● Reading text:

[Start of Attachment]

Wednesday, October 12, 2005

Securing Bluetooth Devices

As Bluetooth becomes more pervasive, it's likely to become the target of more security threats.
With the ability to act as a wireless networking method between devices up to 30 feet apart, Bluetooth technology is integrated into a range of devices, including cell phones, notebooks, and PDAs. Cars like the Toyota Prius are Bluetooth-enabled, as are a number of specialty products, from medical equipment to gaming consoles. Even Microsoft Windows XP SP2 includes Bluetooth support.
Bluetooth devices are subject to various security threats. While they aren't yet near the level of those associated with Wi-Fi networks, expect that to change as Bluetooth's popularity grows. Don't let the short operating range fool you—in a world where most people have cell phones, a Bluetooth--related risk may be as near as the person in line behind you or in the car next to you.
In order to communicate, Bluetooth devices must first "pair" with one another. While there are Bluetooth-enabled devices you would want to pair with—your PDA and printer, or your cell phone and notebook—you generally don't want your device paired with that of an anonymous user. Bluetooth handles such situations with various security modes, but it's up to you to see that they're enabled. If you leave your device in "discoverable" mode, any Bluetooth user within range can try to communicate with it.
The Bluetooth specification is largely secure; it's possible to pair devices so that information passed between them is encrypted. But there have been problems on the implementation side; a prime example is the Cabir virus, which spread via Bluetooth connections and infected cell phones using the Symbian Series 60 interface by exploiting a vulnerability specific to the Symbian code. Not every Bluetooth-related security risk is platform-specific, however.

[End of Attachment]

● Entries provided:
[Start of Attachment]

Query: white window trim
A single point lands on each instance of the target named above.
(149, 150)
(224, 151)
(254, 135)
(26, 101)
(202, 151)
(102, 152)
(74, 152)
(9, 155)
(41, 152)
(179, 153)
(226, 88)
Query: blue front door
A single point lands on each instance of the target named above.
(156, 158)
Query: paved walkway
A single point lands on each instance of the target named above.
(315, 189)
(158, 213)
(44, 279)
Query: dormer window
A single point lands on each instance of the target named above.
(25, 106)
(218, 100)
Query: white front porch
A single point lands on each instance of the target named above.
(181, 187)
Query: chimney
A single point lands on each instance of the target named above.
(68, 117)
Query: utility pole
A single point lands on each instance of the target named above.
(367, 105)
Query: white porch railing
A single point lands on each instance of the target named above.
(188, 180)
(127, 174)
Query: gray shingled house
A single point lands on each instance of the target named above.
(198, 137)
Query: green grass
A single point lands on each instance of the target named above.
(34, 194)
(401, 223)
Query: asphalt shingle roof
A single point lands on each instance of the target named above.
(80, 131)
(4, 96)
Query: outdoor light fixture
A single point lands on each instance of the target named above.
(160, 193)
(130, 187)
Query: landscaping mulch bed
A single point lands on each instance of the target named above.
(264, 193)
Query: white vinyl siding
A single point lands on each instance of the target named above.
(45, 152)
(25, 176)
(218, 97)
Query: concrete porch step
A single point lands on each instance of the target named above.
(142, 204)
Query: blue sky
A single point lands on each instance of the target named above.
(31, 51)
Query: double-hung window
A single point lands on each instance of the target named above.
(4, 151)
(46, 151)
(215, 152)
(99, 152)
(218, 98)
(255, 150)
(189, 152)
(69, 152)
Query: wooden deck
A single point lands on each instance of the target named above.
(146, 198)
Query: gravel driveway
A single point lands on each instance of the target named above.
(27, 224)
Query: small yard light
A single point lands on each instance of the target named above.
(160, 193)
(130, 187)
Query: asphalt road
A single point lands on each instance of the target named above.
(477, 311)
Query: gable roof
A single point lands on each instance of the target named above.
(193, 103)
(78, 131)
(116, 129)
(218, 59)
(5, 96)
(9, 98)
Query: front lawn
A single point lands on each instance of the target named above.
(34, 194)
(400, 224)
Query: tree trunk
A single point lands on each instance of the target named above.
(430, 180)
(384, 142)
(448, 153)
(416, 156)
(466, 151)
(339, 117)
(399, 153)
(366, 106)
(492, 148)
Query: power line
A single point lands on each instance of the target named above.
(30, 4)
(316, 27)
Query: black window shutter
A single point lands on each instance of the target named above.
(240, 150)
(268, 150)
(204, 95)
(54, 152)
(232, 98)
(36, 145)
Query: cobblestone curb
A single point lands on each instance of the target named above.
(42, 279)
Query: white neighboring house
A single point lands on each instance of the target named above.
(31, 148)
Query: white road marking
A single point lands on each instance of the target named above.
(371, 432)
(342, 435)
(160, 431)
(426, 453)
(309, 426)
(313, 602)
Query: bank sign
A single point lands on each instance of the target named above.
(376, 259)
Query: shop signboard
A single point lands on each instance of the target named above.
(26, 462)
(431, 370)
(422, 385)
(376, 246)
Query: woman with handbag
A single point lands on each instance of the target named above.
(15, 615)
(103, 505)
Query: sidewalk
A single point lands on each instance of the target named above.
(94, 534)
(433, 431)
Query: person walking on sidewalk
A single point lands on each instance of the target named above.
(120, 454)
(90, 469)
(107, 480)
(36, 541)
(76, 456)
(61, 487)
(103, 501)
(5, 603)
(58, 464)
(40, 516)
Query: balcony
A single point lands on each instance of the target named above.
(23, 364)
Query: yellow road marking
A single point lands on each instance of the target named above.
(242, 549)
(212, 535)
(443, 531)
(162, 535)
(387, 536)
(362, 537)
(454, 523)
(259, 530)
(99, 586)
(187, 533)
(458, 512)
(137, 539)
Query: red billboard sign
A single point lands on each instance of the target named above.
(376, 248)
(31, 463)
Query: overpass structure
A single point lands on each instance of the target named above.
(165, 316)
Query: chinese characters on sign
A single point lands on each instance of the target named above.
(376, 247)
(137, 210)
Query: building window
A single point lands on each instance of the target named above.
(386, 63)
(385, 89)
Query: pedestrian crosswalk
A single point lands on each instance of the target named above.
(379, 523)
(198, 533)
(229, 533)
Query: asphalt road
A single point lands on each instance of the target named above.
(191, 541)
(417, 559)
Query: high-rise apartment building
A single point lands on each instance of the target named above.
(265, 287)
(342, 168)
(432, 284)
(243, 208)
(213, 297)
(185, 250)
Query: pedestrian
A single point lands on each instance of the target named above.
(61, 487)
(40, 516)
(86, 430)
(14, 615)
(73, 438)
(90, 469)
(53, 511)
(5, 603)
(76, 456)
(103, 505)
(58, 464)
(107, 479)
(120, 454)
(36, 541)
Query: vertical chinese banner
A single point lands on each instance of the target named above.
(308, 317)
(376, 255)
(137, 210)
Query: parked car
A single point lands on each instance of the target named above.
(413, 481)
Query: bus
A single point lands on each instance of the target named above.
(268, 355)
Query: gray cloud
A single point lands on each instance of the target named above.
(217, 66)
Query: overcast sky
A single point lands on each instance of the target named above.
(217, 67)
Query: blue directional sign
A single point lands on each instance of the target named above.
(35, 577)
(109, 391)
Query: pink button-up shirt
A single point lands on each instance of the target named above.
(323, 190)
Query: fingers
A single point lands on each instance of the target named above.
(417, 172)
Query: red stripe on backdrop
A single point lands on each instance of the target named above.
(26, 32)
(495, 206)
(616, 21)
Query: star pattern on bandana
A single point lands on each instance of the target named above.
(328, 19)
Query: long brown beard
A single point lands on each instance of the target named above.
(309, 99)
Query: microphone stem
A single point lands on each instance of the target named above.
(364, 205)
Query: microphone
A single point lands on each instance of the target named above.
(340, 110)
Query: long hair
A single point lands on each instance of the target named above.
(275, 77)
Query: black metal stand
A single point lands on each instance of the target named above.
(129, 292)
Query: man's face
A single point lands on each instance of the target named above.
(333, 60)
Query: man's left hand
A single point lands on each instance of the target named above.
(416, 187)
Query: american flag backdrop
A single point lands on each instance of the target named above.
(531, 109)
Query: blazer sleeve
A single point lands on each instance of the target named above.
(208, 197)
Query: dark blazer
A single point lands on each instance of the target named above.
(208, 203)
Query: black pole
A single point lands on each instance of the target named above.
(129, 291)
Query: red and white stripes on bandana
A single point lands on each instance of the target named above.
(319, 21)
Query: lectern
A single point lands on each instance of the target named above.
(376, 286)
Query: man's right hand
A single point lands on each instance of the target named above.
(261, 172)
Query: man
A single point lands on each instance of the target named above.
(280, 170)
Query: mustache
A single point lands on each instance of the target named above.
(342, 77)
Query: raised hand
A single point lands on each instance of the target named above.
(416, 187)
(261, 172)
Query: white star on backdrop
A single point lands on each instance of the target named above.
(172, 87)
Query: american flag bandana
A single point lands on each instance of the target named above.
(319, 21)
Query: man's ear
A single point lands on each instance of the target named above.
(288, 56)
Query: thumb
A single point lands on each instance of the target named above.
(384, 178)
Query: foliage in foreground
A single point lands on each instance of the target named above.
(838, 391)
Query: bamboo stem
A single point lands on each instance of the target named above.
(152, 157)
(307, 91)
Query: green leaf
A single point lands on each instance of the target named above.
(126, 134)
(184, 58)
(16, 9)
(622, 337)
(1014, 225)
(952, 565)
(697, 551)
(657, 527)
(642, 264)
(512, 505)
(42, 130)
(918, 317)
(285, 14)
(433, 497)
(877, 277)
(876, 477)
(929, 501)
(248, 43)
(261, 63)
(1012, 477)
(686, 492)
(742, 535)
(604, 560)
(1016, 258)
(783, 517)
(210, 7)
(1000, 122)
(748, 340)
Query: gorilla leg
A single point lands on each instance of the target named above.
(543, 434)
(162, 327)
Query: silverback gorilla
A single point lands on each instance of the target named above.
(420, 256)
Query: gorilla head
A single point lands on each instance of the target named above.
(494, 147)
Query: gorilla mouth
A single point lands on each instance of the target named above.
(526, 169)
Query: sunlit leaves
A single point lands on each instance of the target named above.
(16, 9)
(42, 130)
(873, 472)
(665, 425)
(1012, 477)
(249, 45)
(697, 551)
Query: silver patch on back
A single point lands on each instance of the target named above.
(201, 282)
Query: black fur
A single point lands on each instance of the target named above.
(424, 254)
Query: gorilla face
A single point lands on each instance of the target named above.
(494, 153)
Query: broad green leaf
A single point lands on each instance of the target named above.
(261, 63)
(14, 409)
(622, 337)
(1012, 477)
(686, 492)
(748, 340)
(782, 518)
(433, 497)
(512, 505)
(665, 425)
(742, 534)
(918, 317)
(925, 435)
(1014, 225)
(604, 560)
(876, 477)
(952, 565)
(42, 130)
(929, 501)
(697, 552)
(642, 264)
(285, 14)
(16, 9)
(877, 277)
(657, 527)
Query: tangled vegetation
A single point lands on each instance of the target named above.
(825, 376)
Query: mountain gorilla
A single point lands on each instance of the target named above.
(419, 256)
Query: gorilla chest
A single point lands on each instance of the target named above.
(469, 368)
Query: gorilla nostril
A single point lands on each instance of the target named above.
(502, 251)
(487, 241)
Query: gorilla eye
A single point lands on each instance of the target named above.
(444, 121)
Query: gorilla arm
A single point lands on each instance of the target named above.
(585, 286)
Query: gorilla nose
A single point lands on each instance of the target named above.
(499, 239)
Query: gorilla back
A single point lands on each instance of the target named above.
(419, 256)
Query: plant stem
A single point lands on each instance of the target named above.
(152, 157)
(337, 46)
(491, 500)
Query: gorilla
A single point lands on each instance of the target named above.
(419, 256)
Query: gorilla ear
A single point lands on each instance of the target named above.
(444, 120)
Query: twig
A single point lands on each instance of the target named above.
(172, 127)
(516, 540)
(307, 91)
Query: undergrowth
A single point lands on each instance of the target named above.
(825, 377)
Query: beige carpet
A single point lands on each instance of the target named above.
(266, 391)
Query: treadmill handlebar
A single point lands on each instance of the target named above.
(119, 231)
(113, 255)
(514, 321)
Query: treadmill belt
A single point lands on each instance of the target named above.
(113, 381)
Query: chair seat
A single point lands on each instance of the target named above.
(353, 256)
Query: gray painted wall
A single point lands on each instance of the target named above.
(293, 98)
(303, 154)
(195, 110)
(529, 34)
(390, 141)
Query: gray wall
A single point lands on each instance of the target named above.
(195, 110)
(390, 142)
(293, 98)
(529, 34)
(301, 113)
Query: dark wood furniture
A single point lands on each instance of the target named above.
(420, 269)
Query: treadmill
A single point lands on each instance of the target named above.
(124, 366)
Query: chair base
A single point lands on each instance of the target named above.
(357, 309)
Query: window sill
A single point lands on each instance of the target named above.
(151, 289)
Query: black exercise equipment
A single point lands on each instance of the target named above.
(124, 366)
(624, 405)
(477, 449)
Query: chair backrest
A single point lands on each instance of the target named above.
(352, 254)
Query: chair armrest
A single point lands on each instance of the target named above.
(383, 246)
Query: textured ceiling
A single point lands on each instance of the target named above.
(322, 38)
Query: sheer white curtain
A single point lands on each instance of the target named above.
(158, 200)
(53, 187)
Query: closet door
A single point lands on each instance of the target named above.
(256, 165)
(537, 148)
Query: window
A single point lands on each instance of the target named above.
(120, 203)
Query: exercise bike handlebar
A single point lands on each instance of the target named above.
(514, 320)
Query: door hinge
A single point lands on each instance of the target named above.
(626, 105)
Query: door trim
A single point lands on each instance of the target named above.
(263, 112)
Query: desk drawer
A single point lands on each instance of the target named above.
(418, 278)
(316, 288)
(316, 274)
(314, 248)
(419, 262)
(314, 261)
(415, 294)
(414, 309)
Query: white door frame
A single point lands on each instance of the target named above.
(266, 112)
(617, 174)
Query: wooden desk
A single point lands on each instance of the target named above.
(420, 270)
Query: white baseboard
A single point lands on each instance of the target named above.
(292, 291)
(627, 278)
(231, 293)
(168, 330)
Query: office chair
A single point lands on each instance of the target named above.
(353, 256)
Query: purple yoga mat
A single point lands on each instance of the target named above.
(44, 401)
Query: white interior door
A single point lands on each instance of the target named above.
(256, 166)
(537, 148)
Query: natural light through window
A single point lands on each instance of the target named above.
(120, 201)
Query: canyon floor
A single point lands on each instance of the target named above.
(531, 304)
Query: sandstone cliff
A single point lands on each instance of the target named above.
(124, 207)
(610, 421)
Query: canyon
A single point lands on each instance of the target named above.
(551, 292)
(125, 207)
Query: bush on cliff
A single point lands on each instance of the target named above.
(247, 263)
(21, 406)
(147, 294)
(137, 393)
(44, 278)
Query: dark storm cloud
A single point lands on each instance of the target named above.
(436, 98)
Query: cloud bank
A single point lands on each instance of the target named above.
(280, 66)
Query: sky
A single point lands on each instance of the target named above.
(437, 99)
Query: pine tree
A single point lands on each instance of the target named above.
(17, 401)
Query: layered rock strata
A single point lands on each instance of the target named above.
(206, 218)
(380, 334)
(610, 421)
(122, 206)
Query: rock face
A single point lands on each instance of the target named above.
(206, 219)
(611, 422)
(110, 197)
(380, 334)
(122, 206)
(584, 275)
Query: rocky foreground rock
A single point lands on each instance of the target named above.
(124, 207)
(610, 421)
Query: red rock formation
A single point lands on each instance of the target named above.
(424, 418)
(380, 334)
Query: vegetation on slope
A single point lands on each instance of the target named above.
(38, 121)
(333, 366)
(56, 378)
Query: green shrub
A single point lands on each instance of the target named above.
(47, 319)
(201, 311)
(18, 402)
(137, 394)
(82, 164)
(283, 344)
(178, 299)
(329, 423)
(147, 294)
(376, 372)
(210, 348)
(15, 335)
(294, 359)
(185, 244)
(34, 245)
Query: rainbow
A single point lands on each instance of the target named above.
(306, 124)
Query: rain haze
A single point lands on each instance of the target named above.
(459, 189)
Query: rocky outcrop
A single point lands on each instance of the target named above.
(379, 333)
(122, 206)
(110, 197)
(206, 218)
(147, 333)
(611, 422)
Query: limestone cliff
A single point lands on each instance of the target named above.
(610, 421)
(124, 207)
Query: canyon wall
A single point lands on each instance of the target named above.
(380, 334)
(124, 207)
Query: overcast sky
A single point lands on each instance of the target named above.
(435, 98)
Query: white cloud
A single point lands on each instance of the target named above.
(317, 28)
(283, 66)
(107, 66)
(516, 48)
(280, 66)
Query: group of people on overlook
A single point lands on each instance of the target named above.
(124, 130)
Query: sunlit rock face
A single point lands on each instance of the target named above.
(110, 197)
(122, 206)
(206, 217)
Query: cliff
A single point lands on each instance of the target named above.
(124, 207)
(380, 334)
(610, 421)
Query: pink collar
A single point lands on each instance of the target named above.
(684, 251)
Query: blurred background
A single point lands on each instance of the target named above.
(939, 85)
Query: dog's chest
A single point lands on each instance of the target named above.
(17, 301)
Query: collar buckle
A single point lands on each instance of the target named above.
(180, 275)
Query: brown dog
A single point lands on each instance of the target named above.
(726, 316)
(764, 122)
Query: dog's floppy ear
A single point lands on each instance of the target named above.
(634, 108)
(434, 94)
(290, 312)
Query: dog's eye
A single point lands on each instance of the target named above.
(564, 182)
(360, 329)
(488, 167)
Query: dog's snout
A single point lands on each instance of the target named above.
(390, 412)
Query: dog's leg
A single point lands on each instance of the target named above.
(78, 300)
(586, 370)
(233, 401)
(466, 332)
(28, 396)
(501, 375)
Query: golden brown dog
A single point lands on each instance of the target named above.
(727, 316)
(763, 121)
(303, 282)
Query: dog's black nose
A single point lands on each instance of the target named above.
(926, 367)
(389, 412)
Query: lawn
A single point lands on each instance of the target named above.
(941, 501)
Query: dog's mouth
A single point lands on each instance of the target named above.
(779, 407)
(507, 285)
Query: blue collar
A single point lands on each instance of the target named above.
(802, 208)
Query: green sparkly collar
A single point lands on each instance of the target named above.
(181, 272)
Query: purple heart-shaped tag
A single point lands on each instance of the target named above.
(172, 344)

[End of Attachment]

● What the task requires:
In the article on securing Bluetooth devices, which cell phones did the Cabir virus infect?

● Answer to the exercise:
Cell phones using the Symbian Series 60 interface.